=== GIVEN REQUEST 1 ===
List every column heading in the fee table of the registration statement excerpt.

-- start of PAGE --

Telephone number, including area code of Agent for Service - (702) 361-3033
________________________________________________________________________________

                         CALCULATION OF REGISTRATION FEE
                  Amount of
Title of          Securities        Price       Maximum     Registration
Securities        Registered        Per Share   Offering    Fee

Common Stock (1)  1,000,000         $.50(2)     $500,000    $151.51

(1)  Issuable pursuant to options granted pursuant to the Plan.
(2)  Estimated Price in accordance with Rule 457(h).
<PAGE>
                                PART I
            INFORMATION REQUIRED IN THE SECTION 10(a) PROSPECTUS

Item 1.     Plan Information.

The documents containing the information related to the 1998 Stock Option Plan
(the "Plan") which is being filed as an exhibit to this Registration Statement
(the "Registration Statement") and documents incorporated by reference in
response to Item 3 of Part II of this Registration Statement, which taken
together constitute a prospectus that meets the requirements of Section 10(a)
of the Securities Act of 1933 (the "Securities Act") will be sent or given to
the participant by the Registrant as specified by Rule 428(b)(1) of the
Securities Act.

Item 2.     Registrant Information and Employee Plan Annual Information.

As required by this Item, the Registrant shall provide to the participant a
written statement advising them of the availability without charge, upon
written or oral request, of documents incorporated by reference in Item 3 of
Part II hereof and of documents required to be delivered pursuant to Rule
428(b) under the Securities Act.  The statement shall include the address
listing the title or department and telephone number to which the request is
to be directed.

-- end of PAGE --

=== GIVEN REQUEST 2 ===
Identify every line of the records that contains the string "sunflower", matching case exactly, and copy each such line.

-- start of DATA SECTION --

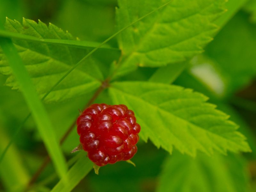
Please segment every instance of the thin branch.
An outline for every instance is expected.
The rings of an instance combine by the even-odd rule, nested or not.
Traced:
[[[109,81],[109,80],[108,79],[107,79],[102,82],[101,86],[98,89],[96,92],[95,92],[92,98],[91,98],[90,100],[88,101],[88,102],[84,107],[84,109],[92,105],[94,100],[98,97],[100,93],[105,89],[108,87]],[[67,131],[66,131],[65,133],[63,136],[62,136],[60,139],[60,145],[62,145],[63,143],[67,138],[68,136],[72,131],[73,129],[74,129],[76,125],[76,120],[73,122],[72,124],[70,125],[68,130],[67,130]],[[50,162],[51,162],[51,159],[48,155],[44,159],[44,162],[43,162],[42,165],[41,165],[41,166],[31,178],[31,179],[28,184],[26,191],[29,188],[29,187],[36,181],[39,176],[44,170],[45,168],[48,164]]]

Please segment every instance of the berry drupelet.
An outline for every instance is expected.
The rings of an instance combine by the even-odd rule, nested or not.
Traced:
[[[83,148],[98,166],[129,160],[137,152],[140,126],[133,112],[124,105],[93,104],[76,124]]]

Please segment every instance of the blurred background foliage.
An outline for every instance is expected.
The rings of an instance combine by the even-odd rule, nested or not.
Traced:
[[[115,0],[0,2],[0,21],[3,23],[6,16],[20,22],[23,17],[39,19],[81,40],[99,42],[115,31]],[[231,119],[240,125],[240,131],[248,138],[252,152],[212,157],[199,154],[193,158],[176,151],[170,156],[150,142],[141,141],[133,159],[136,167],[124,162],[108,165],[101,169],[99,175],[91,172],[73,191],[256,191],[256,1],[251,1],[241,7],[205,51],[194,58],[174,83],[204,93],[210,102],[230,114]],[[117,46],[115,40],[109,44]],[[139,68],[132,76],[130,74],[122,79],[147,80],[155,70]],[[29,111],[20,93],[4,86],[6,79],[0,75],[0,151]],[[45,104],[54,127],[63,128],[55,130],[59,139],[93,94],[67,102]],[[102,93],[95,102],[111,103],[106,100],[106,94]],[[1,191],[17,191],[27,184],[47,155],[35,127],[30,118],[5,156],[0,167]],[[62,146],[68,159],[73,156],[69,152],[78,140],[73,130]],[[57,181],[50,164],[33,186],[36,188],[32,190],[49,191]]]

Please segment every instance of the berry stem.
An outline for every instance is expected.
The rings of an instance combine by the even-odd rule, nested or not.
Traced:
[[[94,94],[93,94],[92,98],[91,98],[90,100],[88,101],[88,102],[85,105],[84,107],[84,109],[86,109],[89,106],[90,106],[92,104],[94,100],[97,99],[98,96],[100,95],[100,93],[103,91],[105,89],[107,88],[108,86],[108,82],[109,82],[109,79],[107,79],[104,81],[101,84],[101,86],[96,91]],[[69,128],[67,130],[65,133],[61,138],[60,141],[60,144],[62,145],[65,140],[68,137],[68,136],[69,135],[71,132],[72,130],[75,127],[76,123],[76,119],[73,122],[72,124],[69,127]],[[51,162],[51,159],[49,155],[46,157],[44,159],[44,160],[41,166],[38,168],[36,172],[33,175],[33,176],[31,178],[31,179],[28,182],[27,187],[26,191],[27,191],[29,188],[29,187],[31,186],[33,183],[36,182],[37,180],[38,177],[41,174],[42,172],[44,170],[44,168],[46,167],[48,164]]]

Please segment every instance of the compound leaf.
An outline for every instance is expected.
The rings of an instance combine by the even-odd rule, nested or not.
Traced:
[[[194,158],[175,153],[164,164],[156,191],[248,191],[246,165],[243,158],[232,154],[198,154]]]
[[[119,0],[118,29],[168,1]],[[124,59],[116,75],[140,66],[159,67],[201,53],[212,39],[212,21],[223,12],[223,0],[174,0],[124,31],[118,43]]]
[[[37,23],[23,18],[22,25],[17,21],[7,19],[5,26],[8,31],[39,38],[74,39],[67,32],[64,32],[51,23],[47,27],[40,20]],[[73,65],[88,52],[86,49],[66,46],[24,40],[13,41],[41,97]],[[92,57],[89,58],[85,65],[71,73],[49,94],[45,100],[64,100],[97,89],[103,78],[97,67],[99,63],[99,61]],[[14,89],[19,89],[4,55],[1,51],[0,73],[9,76],[6,85]]]
[[[140,136],[171,153],[173,146],[195,156],[197,150],[208,154],[250,151],[245,137],[228,116],[205,102],[208,98],[190,89],[162,84],[115,82],[109,88],[115,104],[133,110],[142,127]]]

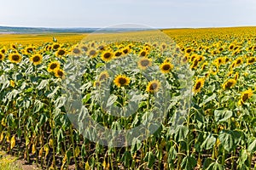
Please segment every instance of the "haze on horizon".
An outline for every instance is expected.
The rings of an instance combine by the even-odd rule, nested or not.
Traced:
[[[227,27],[256,26],[255,16],[255,0],[5,0],[0,26]]]

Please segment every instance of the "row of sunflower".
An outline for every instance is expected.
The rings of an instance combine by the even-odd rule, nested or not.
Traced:
[[[67,169],[73,164],[77,169],[253,168],[256,37],[252,31],[255,28],[163,31],[177,44],[160,39],[76,45],[55,40],[0,47],[1,147],[43,168]],[[153,116],[157,96],[167,94],[170,101],[159,105],[166,108],[161,127],[125,148],[84,138],[65,107],[62,81],[78,66],[66,68],[72,59],[83,67],[82,101],[94,121],[116,130],[133,128]],[[106,88],[111,101],[104,98],[109,97]],[[192,93],[183,94],[189,88]],[[140,90],[139,99],[131,97],[134,89]],[[109,112],[109,102],[131,110],[129,102],[138,102],[137,110],[117,118]],[[179,112],[181,105],[185,114]]]

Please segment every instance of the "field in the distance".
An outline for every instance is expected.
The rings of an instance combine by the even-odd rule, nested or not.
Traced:
[[[256,168],[256,27],[160,32],[170,41],[154,31],[0,35],[0,148],[44,169]],[[61,91],[73,59],[86,68],[82,101],[99,125],[132,129],[158,116],[156,96],[165,96],[160,128],[129,147],[84,139],[68,121]],[[186,88],[191,93],[182,94]],[[109,103],[125,110],[137,102],[133,89],[141,93],[136,113],[112,116]]]

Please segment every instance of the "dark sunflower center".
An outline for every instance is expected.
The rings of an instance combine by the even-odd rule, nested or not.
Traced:
[[[40,60],[40,57],[39,56],[35,56],[33,58],[33,62],[38,62]]]
[[[28,48],[26,49],[26,52],[27,52],[27,53],[30,53],[30,52],[32,52],[32,51],[33,51],[33,49],[32,49],[32,48]]]
[[[126,83],[126,78],[123,78],[123,77],[120,77],[119,79],[119,82],[121,84],[121,85],[124,85]]]
[[[82,47],[82,49],[84,50],[84,51],[88,51],[88,48],[87,47]]]
[[[122,54],[121,52],[116,52],[115,54],[114,54],[114,56],[119,57],[121,54]]]
[[[201,87],[201,82],[197,82],[195,85],[195,89],[198,90]]]
[[[74,54],[80,54],[80,49],[79,49],[79,48],[74,48],[74,49],[73,50],[73,53],[74,53]]]
[[[241,62],[241,60],[238,60],[236,61],[236,64],[239,65]]]
[[[144,57],[145,55],[146,55],[146,52],[143,51],[143,52],[141,53],[141,56]]]
[[[244,94],[242,95],[242,101],[245,102],[247,99],[249,98],[249,94]]]
[[[95,50],[90,50],[89,54],[90,54],[90,55],[95,55],[96,51]]]
[[[226,84],[226,88],[230,88],[233,85],[233,82],[228,82]]]
[[[55,45],[53,46],[53,48],[54,48],[54,49],[57,49],[57,48],[59,48],[59,47],[60,47],[59,44],[55,44]]]
[[[141,65],[143,66],[148,66],[149,65],[149,61],[148,60],[142,60]]]
[[[149,90],[155,90],[158,87],[158,84],[155,83],[155,82],[153,82],[152,84],[150,84],[150,87],[149,87]]]
[[[123,52],[126,54],[128,53],[128,49],[125,49]]]
[[[57,67],[57,65],[56,64],[52,64],[52,65],[50,65],[50,66],[49,66],[49,68],[51,69],[51,70],[54,70],[55,68],[56,68]]]
[[[60,76],[63,76],[63,72],[61,71],[58,71],[58,75]]]
[[[164,70],[164,71],[169,71],[170,68],[171,68],[171,67],[170,67],[170,65],[163,65],[163,70]]]
[[[64,55],[64,54],[65,54],[65,51],[62,49],[58,52],[59,55]]]
[[[13,60],[15,60],[15,61],[18,61],[18,60],[20,60],[20,56],[17,55],[17,54],[15,54],[15,55],[13,55],[12,59],[13,59]]]
[[[110,53],[106,53],[105,54],[104,54],[104,58],[105,59],[109,59],[111,57],[111,54]]]

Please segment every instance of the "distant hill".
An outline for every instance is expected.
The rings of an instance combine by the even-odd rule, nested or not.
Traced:
[[[0,34],[38,34],[38,33],[90,33],[125,31],[148,30],[146,28],[38,28],[38,27],[12,27],[0,26]]]

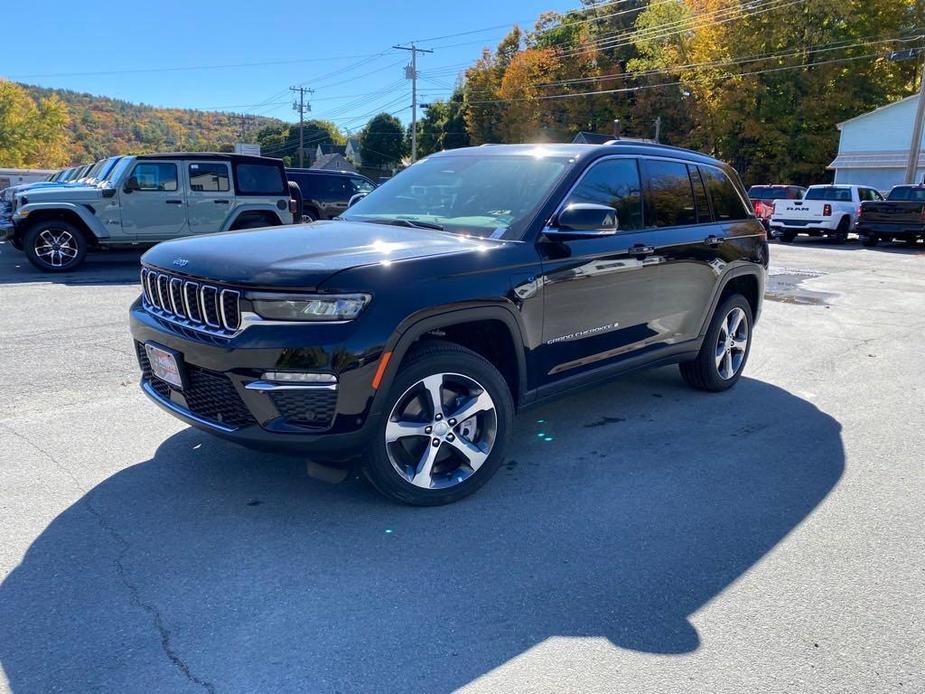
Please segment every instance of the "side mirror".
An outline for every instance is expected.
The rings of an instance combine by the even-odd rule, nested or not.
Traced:
[[[618,228],[617,211],[613,207],[576,202],[562,210],[544,233],[554,239],[589,239],[613,236]]]

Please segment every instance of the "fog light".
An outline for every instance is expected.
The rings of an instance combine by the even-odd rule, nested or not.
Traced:
[[[337,383],[334,374],[296,373],[293,371],[267,371],[260,378],[276,383]]]

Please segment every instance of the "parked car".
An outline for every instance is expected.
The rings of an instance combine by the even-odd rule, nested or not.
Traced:
[[[775,200],[802,200],[805,193],[806,188],[802,186],[760,185],[748,189],[748,199],[755,210],[755,216],[768,229]]]
[[[350,198],[375,189],[366,176],[347,171],[286,169],[286,176],[302,192],[302,220],[334,219],[347,209]]]
[[[884,201],[862,202],[858,235],[865,246],[925,238],[925,184],[896,186]]]
[[[493,145],[431,155],[334,221],[159,244],[130,323],[142,389],[187,424],[362,454],[387,496],[442,504],[498,469],[528,404],[668,363],[735,385],[767,262],[716,159]]]
[[[774,203],[769,222],[771,233],[785,243],[793,241],[798,234],[828,236],[844,243],[848,234],[855,230],[858,210],[865,200],[883,200],[883,196],[865,186],[810,186],[802,200]]]
[[[280,159],[146,154],[120,158],[96,185],[16,195],[7,236],[37,268],[63,272],[89,250],[290,224],[293,207]]]

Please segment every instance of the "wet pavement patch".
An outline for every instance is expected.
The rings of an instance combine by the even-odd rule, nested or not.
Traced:
[[[806,280],[822,277],[823,272],[808,270],[781,270],[768,275],[764,298],[784,304],[826,306],[835,297],[829,292],[817,292],[803,286]]]

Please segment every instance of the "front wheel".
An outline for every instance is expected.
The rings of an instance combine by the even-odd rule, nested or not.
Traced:
[[[681,376],[699,390],[732,388],[748,361],[751,337],[752,308],[744,296],[733,294],[713,314],[697,358],[679,364]]]
[[[63,220],[39,222],[26,231],[26,258],[44,272],[67,272],[84,261],[87,239],[80,229]]]
[[[458,501],[501,466],[514,404],[504,377],[464,347],[415,349],[395,377],[364,461],[385,496],[414,506]]]

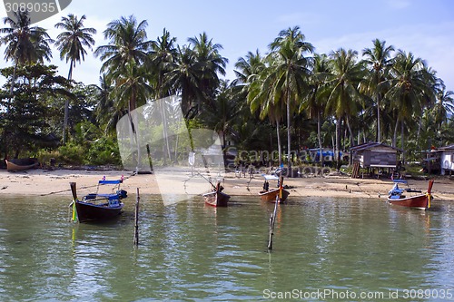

-- end of DATA SECTION --

=== EXPECTED OUTPUT 1 ===
Title of Securities; Amount of Securities Registered; Price Per Share; Maximum Offering; Registration Fee

=== EXPECTED OUTPUT 2 ===
Please segment every instance of the "row of sunflower".
Please segment every instance of the "dark sunflower center".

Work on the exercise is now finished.